** Reading text follows **

Argentines arrested in real estate scandal spanning NYC to Miami

S.Borisov / Shutterstock.com

International crime rings and luxury real estate are not just the stuff of movie thrillers. In November, four Argentine nationals were arrested and accused of investing millions into expensive real estate across the United States on behalf of an aide to former president Cristina Fernández de Kirchner. The properties included expensive condos, banks, pharmacies and even a CVS convenience store across Miami and New York – one of the condos alone was worth $10.7 million.

The scandal first broke when the leaked Panama Papers tied many heads of state to illegal money operations — over the last year, both Argentine and American investigators have been trying to figure out how four South American citizens ended up with millions of dollars of top-notch Florida real estate.

Real estate agent dies after botched nose job

Laura Avila of JP and Associates Realtors Uptown

Credit: Laura Avila/Facebook

Hidden pressures associated with the real estate industry snagged the spotlight after a Dallas agent died from a nose job gone wrong.

Laura Avila, 36, traveled to Juárez, Mexico from Texas  in order to get rhinoplasty at a cheaper rate but went into cardiac arrest when the anesthesia doctors injected into Avila’s spine went up to her brain instead of through her body.

Avila’s tragic fate caused some agents to speak out about the sometimes superficial nature of the industry and many reported feeling pressure to look forever young in order to draw top clients and sell luxury properties.

“The stress to look your best is likely more in the real estate industry as it is a sales-based business with face-to-face interactions,” plastic surgeon Melissa Doft said.

Released from prison, a former agent is teaching others how not to make the same mistakes

Courtesy of Holly Pasut

Now that she’s left prison and been banned from practicing real estate, former agent Holly Pasut has been making a career out of telling other agents how to avoid the same mistakes.

Her story, in which a real estate business acquaintance dragged Pasut into mortgage fraud by asking her to pay a consulting fee for help finding a buyer, has received its fair share of both sympathy, distrust and anger. But that hasn’t stopped Pasut, 62, from retelling it — she published a book and will be going on a cross-country tour with the Fidelity National Title Group at the beginning of 2019.

“By the time I started to connect some dots, it was too late because I had been involved in some of the transactions,” Pasut told Inman. “What I learned was that even though you were not intending or trying to commit fraud, ignorance is not an excuse.”

Former judge gets one year in prison for mortgage fraud

YouTube Screenshot (Newsdays)

Around Christmastime, a once-celebrated Illinois judge was sentenced to a year in prison for illegally obtaining more than than $1.4 million in mortgages on two Chicago investment properties and pocketing over $300,000 for her own use between 2004 and 2007.

Jessica Arong O’Brien, who was the first Asian elected president of the Women’s Bar Association of Illinois and Cook County’s first Filipina judge, cried openly in court as Judge Thomas Durkin read her sentence. She had resigned from her post as a judge earlier this year.

“I still think you have difficulty admitting you did anything wrong,” Durkin said in court. He also denied O’Brien’s request for probation by saying that her scheme lasted almost three years and was therefore not done impulsively.

Real estate sales rep is shot and killed outside model home

Steven Bernard Wilson

One of the most heartbreaking and important crime stories of the year happened near the very end of 2018.

Real estate sales rep Steven Bernard Wilson was shot and killed while working out of a Ryan Homes model home. After an investigation, police arrested 18-year-old Dillon Augustyniak of Jessup, Maryland on charges of first-degree murder, armed robbery, theft and use of a firearm in a violent crime.

Both Wilson’s family and the real estate community rallied around Wilson’s family and more than $100,000 has been raised to support his young daughters in the wake of the tragedy.

The random nature of killing – police say the suspect killed Wilson while trying to rob the open house – also reminded agents across the country of the myriad dangers they face when entering empty or even abandoned properties alone.

** End of Reading text **

■ Questions:
**1)** In the news roundup, how old was Dillon Augustyniak when police arrested him?
**2)** Does each statement agree with the news roundup? Answer yes or no for each, quoting the words that decide it. (a) Laura Avila went to Juárez to get rhinoplasty at a lower price. (b) Judge Thomas Durkin granted Jessica Arong O'Brien's request for probation. (c) Holly Pasut published a book.

** Extracted entries follows **

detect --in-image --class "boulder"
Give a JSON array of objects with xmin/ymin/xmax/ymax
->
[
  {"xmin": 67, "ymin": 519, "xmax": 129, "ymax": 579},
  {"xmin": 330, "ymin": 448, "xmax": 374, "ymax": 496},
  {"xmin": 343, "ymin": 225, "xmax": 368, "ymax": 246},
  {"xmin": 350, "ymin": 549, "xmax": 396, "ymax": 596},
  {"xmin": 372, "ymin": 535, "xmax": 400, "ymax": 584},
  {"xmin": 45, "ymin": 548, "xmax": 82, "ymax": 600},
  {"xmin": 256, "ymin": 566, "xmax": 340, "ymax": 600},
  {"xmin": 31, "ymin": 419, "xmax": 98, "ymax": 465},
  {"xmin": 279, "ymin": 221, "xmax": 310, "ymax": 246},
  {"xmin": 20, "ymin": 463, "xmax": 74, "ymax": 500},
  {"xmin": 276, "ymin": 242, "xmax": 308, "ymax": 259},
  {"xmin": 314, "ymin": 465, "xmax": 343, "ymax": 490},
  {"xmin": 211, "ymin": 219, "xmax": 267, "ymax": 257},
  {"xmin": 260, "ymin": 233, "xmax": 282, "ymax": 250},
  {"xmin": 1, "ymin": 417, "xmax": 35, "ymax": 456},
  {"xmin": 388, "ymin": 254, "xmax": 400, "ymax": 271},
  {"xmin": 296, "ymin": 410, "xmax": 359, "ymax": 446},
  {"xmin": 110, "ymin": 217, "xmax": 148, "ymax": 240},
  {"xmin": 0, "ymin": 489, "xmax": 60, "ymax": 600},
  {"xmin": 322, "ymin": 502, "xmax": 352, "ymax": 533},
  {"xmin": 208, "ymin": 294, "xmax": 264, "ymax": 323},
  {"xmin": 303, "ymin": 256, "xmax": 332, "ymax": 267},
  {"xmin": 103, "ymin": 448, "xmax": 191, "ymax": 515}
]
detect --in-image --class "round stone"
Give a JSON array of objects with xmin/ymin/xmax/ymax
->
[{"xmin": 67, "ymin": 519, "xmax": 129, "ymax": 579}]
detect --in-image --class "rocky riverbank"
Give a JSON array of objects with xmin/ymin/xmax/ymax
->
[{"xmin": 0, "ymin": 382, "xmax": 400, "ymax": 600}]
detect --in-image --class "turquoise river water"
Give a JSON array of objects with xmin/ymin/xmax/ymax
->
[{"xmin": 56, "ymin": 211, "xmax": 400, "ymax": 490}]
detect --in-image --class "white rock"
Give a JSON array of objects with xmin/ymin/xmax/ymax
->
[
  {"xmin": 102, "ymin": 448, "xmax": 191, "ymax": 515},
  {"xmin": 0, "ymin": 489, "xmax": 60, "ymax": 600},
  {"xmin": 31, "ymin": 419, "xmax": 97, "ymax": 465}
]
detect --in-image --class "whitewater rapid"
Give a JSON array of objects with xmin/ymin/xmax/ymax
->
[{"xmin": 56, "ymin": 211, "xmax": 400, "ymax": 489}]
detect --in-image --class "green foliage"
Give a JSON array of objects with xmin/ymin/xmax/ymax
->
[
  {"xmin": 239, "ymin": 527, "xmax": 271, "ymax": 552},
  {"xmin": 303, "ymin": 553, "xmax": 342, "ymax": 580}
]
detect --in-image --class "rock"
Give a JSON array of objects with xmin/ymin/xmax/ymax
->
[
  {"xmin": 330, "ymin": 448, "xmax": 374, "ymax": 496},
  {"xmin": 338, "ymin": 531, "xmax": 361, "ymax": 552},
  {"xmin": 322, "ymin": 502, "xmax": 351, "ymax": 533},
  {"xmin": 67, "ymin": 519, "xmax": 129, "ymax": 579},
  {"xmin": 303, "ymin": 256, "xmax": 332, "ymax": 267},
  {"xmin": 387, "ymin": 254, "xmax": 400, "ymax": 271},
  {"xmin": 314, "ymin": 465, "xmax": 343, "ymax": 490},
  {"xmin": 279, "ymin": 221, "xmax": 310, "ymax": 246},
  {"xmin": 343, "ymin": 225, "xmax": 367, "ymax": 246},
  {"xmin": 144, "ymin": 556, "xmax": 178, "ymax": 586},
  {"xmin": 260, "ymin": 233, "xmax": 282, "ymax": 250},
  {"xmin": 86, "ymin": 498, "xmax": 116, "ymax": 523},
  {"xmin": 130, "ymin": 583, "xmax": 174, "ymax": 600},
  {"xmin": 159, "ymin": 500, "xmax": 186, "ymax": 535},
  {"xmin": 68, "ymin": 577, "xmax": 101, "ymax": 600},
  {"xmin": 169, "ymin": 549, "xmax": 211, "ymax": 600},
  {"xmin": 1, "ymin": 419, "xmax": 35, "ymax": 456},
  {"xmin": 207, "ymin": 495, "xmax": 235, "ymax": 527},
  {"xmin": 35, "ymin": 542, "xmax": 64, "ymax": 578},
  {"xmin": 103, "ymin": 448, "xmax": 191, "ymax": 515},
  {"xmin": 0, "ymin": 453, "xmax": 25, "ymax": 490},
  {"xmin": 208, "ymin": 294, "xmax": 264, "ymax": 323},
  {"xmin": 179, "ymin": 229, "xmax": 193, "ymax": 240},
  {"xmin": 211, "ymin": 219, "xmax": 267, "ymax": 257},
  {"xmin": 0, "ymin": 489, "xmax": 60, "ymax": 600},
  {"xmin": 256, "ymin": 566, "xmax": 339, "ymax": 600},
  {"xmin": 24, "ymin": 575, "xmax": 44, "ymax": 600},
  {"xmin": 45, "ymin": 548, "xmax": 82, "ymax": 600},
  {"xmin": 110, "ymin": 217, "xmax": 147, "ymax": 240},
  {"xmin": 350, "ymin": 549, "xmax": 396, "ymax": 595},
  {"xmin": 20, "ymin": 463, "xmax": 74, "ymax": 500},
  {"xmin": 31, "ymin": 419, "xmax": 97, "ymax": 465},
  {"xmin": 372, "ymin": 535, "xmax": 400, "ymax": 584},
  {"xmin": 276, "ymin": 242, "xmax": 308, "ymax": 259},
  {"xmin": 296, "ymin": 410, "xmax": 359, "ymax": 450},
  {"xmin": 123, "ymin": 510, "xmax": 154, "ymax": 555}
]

** End of Extracted entries **

■ Solutions for each task:
**1)** He was 18 years old.

**2)**
(a) Yes: "in order to get rhinoplasty at a cheaper rate"
(b) No: "He also denied O’Brien’s request for probation"
(c) Yes: "she published a book"